[ACTIVITY] Copy out every record precisely.

>>>>

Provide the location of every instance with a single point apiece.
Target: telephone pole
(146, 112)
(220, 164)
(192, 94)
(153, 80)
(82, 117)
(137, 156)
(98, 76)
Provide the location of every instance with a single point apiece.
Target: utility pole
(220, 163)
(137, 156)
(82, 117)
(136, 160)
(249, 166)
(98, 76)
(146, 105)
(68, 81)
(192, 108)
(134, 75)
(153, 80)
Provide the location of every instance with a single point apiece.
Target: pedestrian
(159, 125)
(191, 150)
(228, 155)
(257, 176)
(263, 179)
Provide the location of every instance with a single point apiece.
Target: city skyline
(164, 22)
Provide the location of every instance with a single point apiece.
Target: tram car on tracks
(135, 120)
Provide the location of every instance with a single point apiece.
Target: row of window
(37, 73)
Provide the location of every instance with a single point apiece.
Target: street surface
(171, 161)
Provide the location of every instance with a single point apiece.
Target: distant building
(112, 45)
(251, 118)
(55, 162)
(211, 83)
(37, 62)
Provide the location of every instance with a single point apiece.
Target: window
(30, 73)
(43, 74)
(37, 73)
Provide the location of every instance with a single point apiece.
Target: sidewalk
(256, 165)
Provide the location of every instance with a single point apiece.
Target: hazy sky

<<<<

[EXERCISE RESULT]
Provide the location of every instance with a single point apiece.
Target: telephone pole
(146, 112)
(220, 164)
(192, 94)
(153, 80)
(82, 117)
(137, 156)
(98, 76)
Provide the location of every instance with a single point apiece.
Target: utility pole
(220, 163)
(137, 156)
(82, 117)
(136, 160)
(249, 166)
(98, 76)
(146, 105)
(68, 81)
(192, 108)
(134, 75)
(153, 80)
Provide the location of every instance with a single point apiece.
Target: pedestrian
(159, 125)
(191, 150)
(228, 155)
(257, 176)
(263, 179)
Provide the location of every instance with a single point apiece.
Target: city skyline
(164, 22)
Provide the location of every instance with a single point apiece.
Target: tram car on tracks
(135, 120)
Provide the location of every instance with a single point apiece.
Target: row of window
(37, 73)
Provide the location of every instance with a single point apiece.
Target: street surface
(171, 161)
Provide the location of every instance with a single point apiece.
Target: distant building
(112, 45)
(251, 118)
(55, 162)
(211, 83)
(37, 62)
Provide the location of every instance with a single point apiece.
Target: window
(30, 73)
(43, 74)
(37, 73)
Provide the location of every instance with a single point apiece.
Target: sidewalk
(256, 165)
Provide the location of every instance with a single point apiece.
Target: hazy sky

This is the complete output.